## Stated goal 1:
Answer these questions from the passage on data replication and fragmentation, marking each answer with the same letter:
(a) Under full replication, where is a copy of the relation stored?
(b) What are the two techniques named for fragmenting a relation?
(c) In the airline reservation system, which site is a flight related with?
## Stated goal 2:
List every attribute in the account schema given in the passage on data replication and fragmentation.
## Stated goal 3:
Retype the part of the passage on data replication and fragmentation that opens with the words "Account-schema = (account-number, branch-name, balance)" and closes with "a particular branch.".

## Selected passage:
###
Q12) Explain Data Replication and Data Fragmentation?

A12)

Data Replication

If relation r is replicated, a copy of relation r is stored on multiple sites. In the some cases we have full replication, in which a copy is stored in every site in the system. There are a many advantages and disadvantages to replication.

Availability. If one of the sites consist of relation r fails, then the relation r is found in other site. Therefore the system can continue to process queries involving r, despite the failure of one site.

Increased parallelism. In this majority of accesses to the relation r result in only the reading of the relation, then multiple sites can process queries containing r in parallel. The more replicas of r there are, the greater the chance to find needed data in the site where the transaction is executing. Therefore data replication reduce the movement of data between sites.

Increased overhead on update. The system must consider that all replicas of a relation r are consistent; otherwise, erroneous computations may result. Whenever r is updated, the update must be propagated to all sites containing replicas. The result is increased overhead. For example, in a banking system the account information is replicated in many sites, it is need to ensure that the balance in a particular account agrees in all sites.

Replication boost the performance of read operations and increases the availability of data which is related to read-only operations. Therefore update transactions produce greater overhead. Controlling concurrent updates with the help of multiple transactions to replicated data is more complex than in centralized systems. We can simplify the management of replicas of relation r by selecting one of them as the primary copy of r. Consider the example of banking in which account is related with the site in that account is opened. Same as in an airline reservation system, a flight is related with the site at which the flight originates.

Data Fragmentation

If relation r is fragmented, r is divided into many fragments like r1, r2, . . . , rn. These fragments contain sufficient information to allow reconstruction of the original relation r. There are two different technique for fragmenting a relation: horizontal fragmentation and vertical fragmentation. Horizontal fragmentation divide the relation with related to every tuple of r to multiple fragments. Vertical fragmentation divides the relation by decomposing the scheme R of relation r. Consider account schema

Account-schema = (account-number, branch-name, balance)

In horizontal fragmentation the relation r is divided into a number of subsets, r1, r2, . . . , rn. Each tuple of relation r is from at least one of the fragments, so that the original relation can be reconstructed, if needed. The account relation can be divided into multiple different fragments, each consists of tuples of accounts belonging to a particular branch.
###
## Records shown:
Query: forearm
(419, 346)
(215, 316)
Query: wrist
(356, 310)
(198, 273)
###
## Expected answer 1:
(a) In every site in the system.
(b) Horizontal fragmentation and vertical fragmentation.
(c) The site at which the flight originates.

## Expected answer 2:
account-number, branch-name, balance

## Expected answer 3:
Account-schema = (account-number, branch-name, balance)

In horizontal fragmentation the relation r is divided into a number of subsets, r1, r2, . . . , rn. Each tuple of relation r is from at least one of the fragments, so that the original relation can be reconstructed, if needed. The account relation can be divided into multiple different fragments, each consists of tuples of accounts belonging to a particular branch.